== Supplied text ==

LOS ANGELES — The aim is aspirational: Hospital executives shouldn’t make more than the president of the United States.
Next spring, Los Angeles city voters will have a chance to put the brake on runaway salaries by capping hospital executives’ pay at $450,000 a year. The measure, proposed by a local union and approved by the City Council in June, will appear on the March 2024 ballot.
The vote will be the first fruit of a long-running campaign by the Service Employees International Union-United Healthcare Workers West, a California union with more than 100,000 members, to cap compensation. The advance has galvanized the union to collect signatures for similar efforts in San Diego, Chula Vista, and La Mesa.
Union officials say a cap is necessary given that hospital executives’ pay increases have outpaced those of hourly workers across the country, widening disparities, according to recent studies. Critics accuse the union of playing politics.
The California Hospital Association, which lobbies for the hospital industry, says the proposal would drive out talent and is meant to exert pressure on hospitals, referencing previous proposals the union has made over the past 10 years.
“This measure won’t do anything to reduce health care costs or improve the quality of care in the community,” said Jan Emerson-Shea, a spokesperson for the hospital association. “On the contrary, it will only make it more difficult to recruit qualified hospital leaders, including physicians and nurse leaders.”

== Raw data ==
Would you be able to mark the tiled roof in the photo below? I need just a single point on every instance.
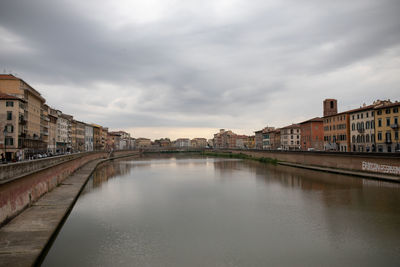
(8, 77)
(395, 104)
(316, 119)
(291, 126)
(8, 97)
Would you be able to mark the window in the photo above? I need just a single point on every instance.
(9, 141)
(388, 136)
(10, 128)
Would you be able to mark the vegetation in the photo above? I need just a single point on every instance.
(240, 156)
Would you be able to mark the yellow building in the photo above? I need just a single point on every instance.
(387, 127)
(12, 126)
(32, 138)
(97, 134)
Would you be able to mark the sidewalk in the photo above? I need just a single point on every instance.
(368, 175)
(24, 238)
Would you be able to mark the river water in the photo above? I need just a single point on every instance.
(223, 212)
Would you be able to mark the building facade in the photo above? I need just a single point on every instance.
(259, 137)
(362, 129)
(32, 140)
(198, 142)
(312, 134)
(336, 128)
(387, 127)
(53, 117)
(290, 137)
(225, 139)
(63, 140)
(88, 137)
(12, 127)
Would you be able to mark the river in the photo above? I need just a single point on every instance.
(194, 211)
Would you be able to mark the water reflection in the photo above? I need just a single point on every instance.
(179, 211)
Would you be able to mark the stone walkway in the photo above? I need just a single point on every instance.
(376, 176)
(24, 238)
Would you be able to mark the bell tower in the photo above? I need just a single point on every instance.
(330, 107)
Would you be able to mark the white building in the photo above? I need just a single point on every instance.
(88, 137)
(362, 129)
(290, 137)
(62, 137)
(182, 142)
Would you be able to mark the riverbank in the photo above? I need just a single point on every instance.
(367, 175)
(25, 239)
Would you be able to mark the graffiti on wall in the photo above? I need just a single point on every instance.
(375, 167)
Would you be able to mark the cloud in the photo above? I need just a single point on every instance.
(213, 64)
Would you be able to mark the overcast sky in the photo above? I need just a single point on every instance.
(186, 68)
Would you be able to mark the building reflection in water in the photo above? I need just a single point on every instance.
(344, 201)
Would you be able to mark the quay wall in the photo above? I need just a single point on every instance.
(388, 164)
(21, 184)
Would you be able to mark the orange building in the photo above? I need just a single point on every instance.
(312, 134)
(336, 127)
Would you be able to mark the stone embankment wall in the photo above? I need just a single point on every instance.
(362, 162)
(21, 184)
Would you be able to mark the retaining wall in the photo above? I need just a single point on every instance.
(23, 183)
(363, 162)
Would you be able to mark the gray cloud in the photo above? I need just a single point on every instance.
(206, 64)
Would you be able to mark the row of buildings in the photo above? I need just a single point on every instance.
(369, 128)
(28, 126)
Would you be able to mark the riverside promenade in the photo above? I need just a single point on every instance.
(24, 239)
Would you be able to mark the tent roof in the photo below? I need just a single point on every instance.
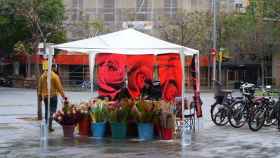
(127, 41)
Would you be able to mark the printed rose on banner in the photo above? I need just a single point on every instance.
(170, 75)
(170, 90)
(111, 74)
(140, 69)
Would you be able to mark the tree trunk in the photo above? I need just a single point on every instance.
(39, 102)
(28, 66)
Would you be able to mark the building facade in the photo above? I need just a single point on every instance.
(142, 14)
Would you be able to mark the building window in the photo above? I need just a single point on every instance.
(170, 7)
(109, 10)
(143, 10)
(194, 4)
(77, 6)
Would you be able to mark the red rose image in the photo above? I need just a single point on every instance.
(170, 75)
(170, 90)
(140, 69)
(110, 74)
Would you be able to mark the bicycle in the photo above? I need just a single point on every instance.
(239, 112)
(221, 108)
(264, 114)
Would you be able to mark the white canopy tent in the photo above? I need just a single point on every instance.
(130, 42)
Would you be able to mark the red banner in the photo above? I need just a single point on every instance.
(140, 69)
(110, 74)
(170, 75)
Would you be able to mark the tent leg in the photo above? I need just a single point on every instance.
(91, 72)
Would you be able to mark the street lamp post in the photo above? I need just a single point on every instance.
(214, 9)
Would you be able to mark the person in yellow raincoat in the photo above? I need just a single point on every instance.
(56, 89)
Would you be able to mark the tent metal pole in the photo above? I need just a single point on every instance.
(197, 91)
(182, 57)
(91, 72)
(50, 51)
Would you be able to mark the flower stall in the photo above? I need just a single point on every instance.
(127, 58)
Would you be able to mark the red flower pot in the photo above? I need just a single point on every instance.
(84, 127)
(166, 133)
(68, 130)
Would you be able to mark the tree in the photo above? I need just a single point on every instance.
(256, 32)
(190, 29)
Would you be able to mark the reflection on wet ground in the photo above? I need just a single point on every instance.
(211, 142)
(20, 138)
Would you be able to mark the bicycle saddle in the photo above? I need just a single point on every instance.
(226, 91)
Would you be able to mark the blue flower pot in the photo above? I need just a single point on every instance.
(119, 130)
(145, 131)
(98, 129)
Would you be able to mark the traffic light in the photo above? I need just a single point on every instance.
(223, 57)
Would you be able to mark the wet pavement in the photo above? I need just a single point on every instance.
(20, 136)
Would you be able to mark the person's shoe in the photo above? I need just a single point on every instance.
(51, 130)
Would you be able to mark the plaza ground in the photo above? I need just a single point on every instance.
(20, 136)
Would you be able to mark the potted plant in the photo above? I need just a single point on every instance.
(118, 117)
(99, 114)
(84, 123)
(68, 117)
(146, 114)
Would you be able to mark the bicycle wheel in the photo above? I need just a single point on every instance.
(256, 118)
(270, 118)
(219, 114)
(238, 114)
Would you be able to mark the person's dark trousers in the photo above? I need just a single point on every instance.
(53, 107)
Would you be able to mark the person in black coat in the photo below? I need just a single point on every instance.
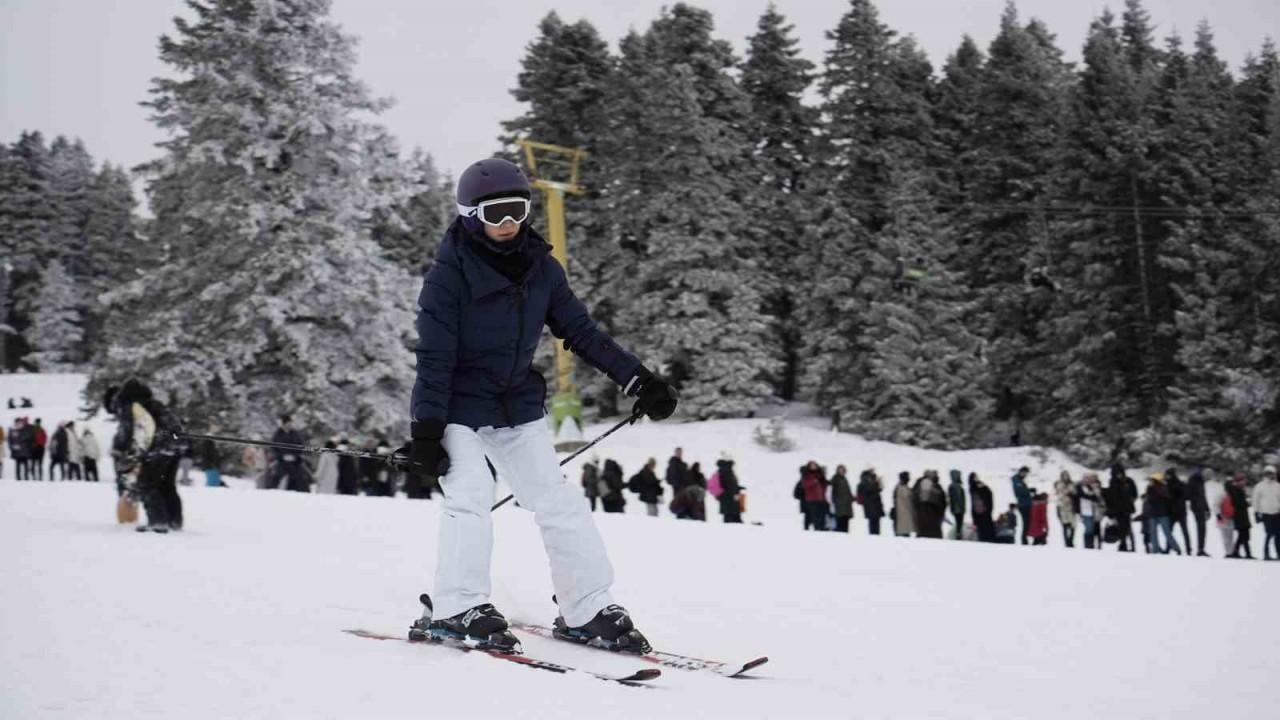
(348, 472)
(1178, 505)
(1240, 502)
(730, 491)
(289, 463)
(613, 501)
(696, 477)
(58, 454)
(145, 446)
(982, 505)
(1120, 506)
(677, 473)
(841, 499)
(647, 486)
(869, 497)
(1200, 509)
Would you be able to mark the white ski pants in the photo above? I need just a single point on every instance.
(525, 456)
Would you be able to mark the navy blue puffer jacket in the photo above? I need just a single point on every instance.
(478, 332)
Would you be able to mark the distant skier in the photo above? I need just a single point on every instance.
(647, 486)
(288, 464)
(956, 502)
(983, 506)
(484, 302)
(146, 451)
(731, 491)
(904, 506)
(869, 497)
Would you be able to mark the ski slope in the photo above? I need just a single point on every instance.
(241, 615)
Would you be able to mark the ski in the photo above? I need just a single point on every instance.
(635, 679)
(664, 659)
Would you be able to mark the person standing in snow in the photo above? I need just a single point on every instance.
(1161, 509)
(812, 492)
(1200, 510)
(146, 447)
(39, 441)
(327, 473)
(58, 452)
(956, 502)
(1266, 504)
(690, 504)
(904, 506)
(647, 486)
(74, 452)
(1024, 499)
(348, 470)
(209, 456)
(592, 481)
(289, 463)
(1065, 500)
(1120, 495)
(611, 488)
(677, 473)
(695, 475)
(1088, 496)
(92, 452)
(1235, 490)
(931, 505)
(983, 506)
(484, 302)
(1178, 505)
(1038, 518)
(869, 497)
(731, 491)
(841, 499)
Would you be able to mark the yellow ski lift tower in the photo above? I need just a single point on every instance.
(554, 172)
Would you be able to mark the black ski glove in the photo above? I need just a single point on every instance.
(654, 396)
(426, 455)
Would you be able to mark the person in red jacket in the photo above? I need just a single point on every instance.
(1038, 524)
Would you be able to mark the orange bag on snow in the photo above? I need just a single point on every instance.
(126, 510)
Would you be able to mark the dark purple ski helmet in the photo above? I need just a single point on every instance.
(488, 178)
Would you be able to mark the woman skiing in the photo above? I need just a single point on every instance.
(481, 310)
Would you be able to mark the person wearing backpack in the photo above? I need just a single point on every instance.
(841, 499)
(611, 488)
(869, 497)
(956, 502)
(647, 486)
(592, 481)
(730, 502)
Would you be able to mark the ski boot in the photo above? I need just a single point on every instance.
(480, 628)
(611, 629)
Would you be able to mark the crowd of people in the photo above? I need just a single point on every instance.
(689, 484)
(1097, 514)
(72, 454)
(1102, 514)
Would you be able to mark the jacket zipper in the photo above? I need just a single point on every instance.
(515, 359)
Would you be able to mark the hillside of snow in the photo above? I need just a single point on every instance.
(241, 614)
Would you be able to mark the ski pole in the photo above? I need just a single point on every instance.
(635, 415)
(394, 460)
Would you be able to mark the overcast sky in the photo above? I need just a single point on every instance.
(80, 67)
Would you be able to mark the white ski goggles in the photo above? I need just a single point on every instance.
(498, 210)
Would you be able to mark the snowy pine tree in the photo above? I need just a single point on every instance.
(567, 82)
(695, 302)
(775, 80)
(56, 333)
(410, 231)
(273, 297)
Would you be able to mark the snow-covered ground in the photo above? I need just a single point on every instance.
(241, 615)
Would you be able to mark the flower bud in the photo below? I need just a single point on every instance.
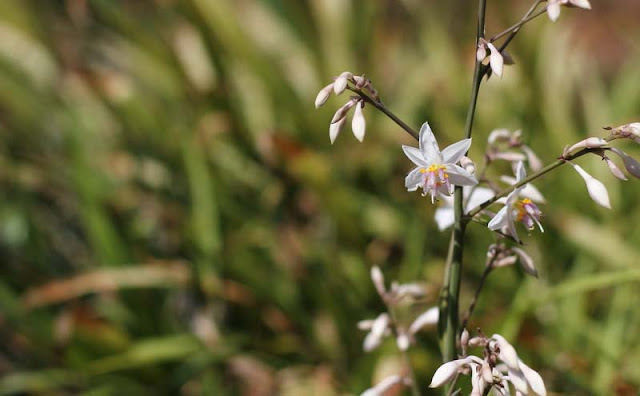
(495, 60)
(342, 112)
(358, 123)
(378, 280)
(446, 372)
(597, 190)
(592, 142)
(468, 164)
(481, 52)
(614, 169)
(323, 95)
(341, 82)
(631, 165)
(335, 128)
(526, 262)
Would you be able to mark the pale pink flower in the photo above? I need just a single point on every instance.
(436, 171)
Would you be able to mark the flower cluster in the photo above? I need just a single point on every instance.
(488, 373)
(340, 84)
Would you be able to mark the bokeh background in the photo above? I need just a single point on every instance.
(174, 221)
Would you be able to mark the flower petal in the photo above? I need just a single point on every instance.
(413, 180)
(429, 146)
(415, 156)
(453, 153)
(444, 217)
(458, 176)
(499, 220)
(597, 190)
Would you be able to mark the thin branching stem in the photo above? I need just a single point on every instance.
(380, 106)
(560, 161)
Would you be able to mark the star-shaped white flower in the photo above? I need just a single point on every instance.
(515, 209)
(436, 171)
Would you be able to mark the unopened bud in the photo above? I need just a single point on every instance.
(495, 60)
(613, 168)
(341, 82)
(323, 95)
(468, 164)
(592, 142)
(342, 112)
(358, 123)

== What to do ==
• a. From the article on capping hospital executive pay, list the cities where the union is collecting signatures for similar efforts.
• b. For each statement, say whether the article on capping hospital executive pay supports it (yes or no), and quote the deciding words: (i) The proposed cap is $450,000 a year. (ii) The City Council proposed the measure. (iii) The union has more than 100,000 members.
• c. According to the article on capping hospital executive pay, on which ballot will the measure appear?

== Answers ==
• a. San Diego, Chula Vista, La Mesa

• b.
(i) Yes: "capping hospital executives’ pay at $450,000 a year"
(ii) No: "proposed by a local union and approved by the City Council in June"
(iii) Yes: "a California union with more than 100,000 members"

• c. The March 2024 ballot.